- **GIVEN REQUEST**: Write out the lines of the listing below word for word, starting at the line that contains "Every instance of the tall" and ending at the line that contains "x=313 y=135", with both of those lines included.

- **LISTED RECORDS**:
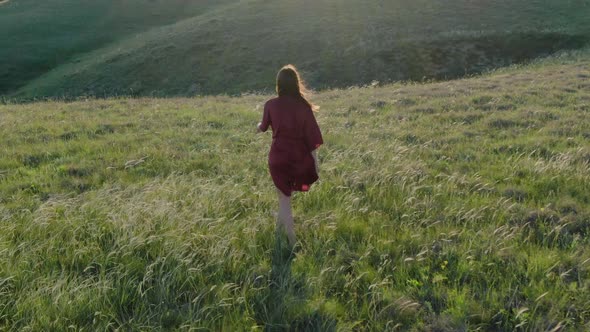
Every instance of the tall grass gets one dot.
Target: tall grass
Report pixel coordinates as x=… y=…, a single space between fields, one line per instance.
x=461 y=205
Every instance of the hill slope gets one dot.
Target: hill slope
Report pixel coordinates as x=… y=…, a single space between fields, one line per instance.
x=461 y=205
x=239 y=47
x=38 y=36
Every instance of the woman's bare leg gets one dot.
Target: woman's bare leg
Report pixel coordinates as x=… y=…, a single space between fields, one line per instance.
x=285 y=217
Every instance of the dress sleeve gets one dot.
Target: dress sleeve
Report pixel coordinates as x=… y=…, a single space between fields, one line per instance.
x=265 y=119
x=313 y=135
* * *
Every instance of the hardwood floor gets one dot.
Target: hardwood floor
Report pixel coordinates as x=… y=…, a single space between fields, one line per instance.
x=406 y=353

- **EXERCISE OUTPUT**:
Every instance of the tall grass gets one dot.
Target: tall grass
Report pixel coordinates as x=… y=…, a single space between fields, one line per instance.
x=461 y=205
Every instance of the hill slope gets one dot.
Target: hill slope
Report pixel coordinates as x=… y=…, a single space between fields, one line per instance.
x=461 y=205
x=239 y=47
x=38 y=36
Every instance of the woman's bare leg gets one dot.
Target: woman's bare leg
Report pixel coordinates as x=… y=…, a single space between fields, one line per instance.
x=285 y=217
Every instance of the dress sleeve gets one dot.
Target: dress sleeve
Report pixel coordinates as x=… y=…, a single space between fields, one line per instance.
x=265 y=119
x=313 y=135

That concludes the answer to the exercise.